Provided passage START
Depression Is A Cancer of the Mind! Why Aren't We Taking It Just As Seriously?!

Editorial

Let Us Define Cancer

I know my title choice has probably raised an eyebrow, or perhaps even made you upset.. but please bear with me as I draw an analogy between cancer and depression.

Dictionary.com defines cancer as:

Allow me to draw your attention to that last definition: "a practice or phenomenon perceived to be evil or destructive and hard to contain or eradicate."

I think that last definition pretty much defines depression.  Depression is a phenomenon that is very destructive, and very hard to contain, let alone eradicate!  The dictionary-listed synonyms seem also seem to fit quite well.

Cancer as an Analogy for Depression

Cancer: When someone is diagnosed with cancer, amazing and horrible things happen.  They get referred to highly trained specialists that focus their entire careers and research in treating cancer.  A team of doctors, nurses, radiologists, nutritionists, and other health disciplines are arranged to help the patient get better.

Depression: the patient could certainly use a team of health professionals to help him/her combat depression.  This rarely happens until a time of crisis or suicide attempt.
Provided passage END
> _Work item_
In the editorial on depression and cancer, until what point does a depression patient rarely get a team of health professionals?
Input data START
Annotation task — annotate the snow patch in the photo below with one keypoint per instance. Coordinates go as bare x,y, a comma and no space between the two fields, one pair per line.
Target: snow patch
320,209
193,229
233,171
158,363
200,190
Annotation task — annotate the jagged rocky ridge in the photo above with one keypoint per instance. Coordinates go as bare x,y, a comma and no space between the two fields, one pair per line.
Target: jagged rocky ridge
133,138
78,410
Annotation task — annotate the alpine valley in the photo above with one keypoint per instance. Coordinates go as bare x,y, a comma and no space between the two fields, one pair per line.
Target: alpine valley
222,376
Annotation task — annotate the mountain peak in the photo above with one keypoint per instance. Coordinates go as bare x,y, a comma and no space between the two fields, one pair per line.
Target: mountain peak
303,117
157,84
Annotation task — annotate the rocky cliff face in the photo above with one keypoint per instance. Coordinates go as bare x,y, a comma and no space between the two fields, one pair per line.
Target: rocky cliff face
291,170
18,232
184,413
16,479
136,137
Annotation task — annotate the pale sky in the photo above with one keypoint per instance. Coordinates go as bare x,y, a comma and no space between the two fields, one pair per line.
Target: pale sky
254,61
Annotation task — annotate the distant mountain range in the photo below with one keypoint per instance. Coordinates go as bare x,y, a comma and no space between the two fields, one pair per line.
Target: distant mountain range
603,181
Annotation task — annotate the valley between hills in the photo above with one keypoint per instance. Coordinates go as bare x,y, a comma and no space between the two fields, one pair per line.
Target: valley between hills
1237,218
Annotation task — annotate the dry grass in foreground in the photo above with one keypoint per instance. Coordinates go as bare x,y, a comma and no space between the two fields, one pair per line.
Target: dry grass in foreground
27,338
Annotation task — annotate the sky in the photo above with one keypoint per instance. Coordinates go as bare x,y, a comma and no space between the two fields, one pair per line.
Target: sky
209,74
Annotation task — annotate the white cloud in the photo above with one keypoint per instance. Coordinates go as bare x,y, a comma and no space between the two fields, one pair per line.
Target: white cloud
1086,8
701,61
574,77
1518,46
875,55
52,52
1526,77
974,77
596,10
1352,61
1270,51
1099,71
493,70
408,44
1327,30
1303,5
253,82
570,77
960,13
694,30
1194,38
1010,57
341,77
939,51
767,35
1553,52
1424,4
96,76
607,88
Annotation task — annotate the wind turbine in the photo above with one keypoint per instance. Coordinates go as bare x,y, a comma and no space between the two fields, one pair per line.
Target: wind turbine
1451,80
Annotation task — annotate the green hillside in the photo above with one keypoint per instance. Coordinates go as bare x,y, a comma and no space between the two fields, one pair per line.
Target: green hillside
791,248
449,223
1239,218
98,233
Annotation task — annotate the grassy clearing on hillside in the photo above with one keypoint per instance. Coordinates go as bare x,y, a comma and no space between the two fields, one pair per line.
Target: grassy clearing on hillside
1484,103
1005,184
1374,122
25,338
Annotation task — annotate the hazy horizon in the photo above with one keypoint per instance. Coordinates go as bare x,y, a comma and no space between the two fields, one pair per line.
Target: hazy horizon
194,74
Input data END
> _Result of the exercise_
Until a time of crisis or a suicide attempt.